● **APPLY WHAT YOU READ**:
• a. According to Lynch's quotation in the passage on his pinch-hitting, what three things does a good pinch-hitter need to do or have? List each one.
• b. Answer these questions using the passage on Lynch's pinch-hitting:
(i) In which season of the 1957–66 period did Lynch not hit a pinch-hit homer?
(ii) How many RBI did Lynch collect as a pinch-hitter?
(iii) According to Lynch, how often does a batter get one pitch to hit?
• c. Extend the passage on Lynch's pinch-hitting by writing what comes after its final quotation.

● **TEXT**:
┄┄┄┄┄┄┄┄┄┄

In a 10-year period (1957–66), Lynch hit at least one pinch-hit homer in all except the 1960 season, when he had a then MLB-record 76 appearances off the bench. Overall, he amassed 90 RBI in 435 at-bats in that role, a rate of one per 4.8 attempts along with 18 home runs. Overall, Lynch batted .264 (115-for-435) as a pinch-hitter in his MLB career.

"The good pinch-hitter is the guy who can relax enough to get the pitch he can hit," Lynch was quoted as saying. "You almost always do get one pitch to hit every time you bat. So you have to have the patience to wait. And then you've got to be able to handle the pitch when you get it."

┄┄┄┄┄┄┄┄┄┄

● **GIVEN DATA**:
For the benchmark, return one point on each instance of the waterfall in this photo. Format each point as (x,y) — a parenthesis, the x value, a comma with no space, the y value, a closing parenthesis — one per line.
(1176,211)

┄┄┄┄┄┄┄┄┄┄

● **ANSWERS TO EACH TASK**:
• a.
- Relax enough to get the pitch he can hit
- Have the patience to wait
- Be able to handle the pitch when he gets it

• b.
(i) 1960
(ii) 90
(iii) Almost always, every time he bats

• c.
==Early years==
Lynch was born on July 17, 1930, in Bay City, Michigan, where he attended Bay City Central High School. He began his pro career as a 19-year-old with the Class C Greenville (Miss.) Bucks of the Cotton States League in 1950 before the New York Yankees acquired his contract. After two years in the military, he returned to lead the Class B Piedmont League in batting average (.333), slugging percentage (.592), hits (180), triples (22) and RBI (133). Despite his obvious potential, there was little chance for advancement to the veteran-laden Yankees parent club, and the Pirates selected him in the Rule 5 Draft after the season.

Lynch made his MLB debut with the Pirates on April 15, 1954, in a 7–4 loss to the Brooklyn Dodgers at Ebbets Field. Starting in right field and batting third, he had one hit in four trips to the plate. His first hit came off pitcher Russ Meyer, a two-run single in the ninth inning.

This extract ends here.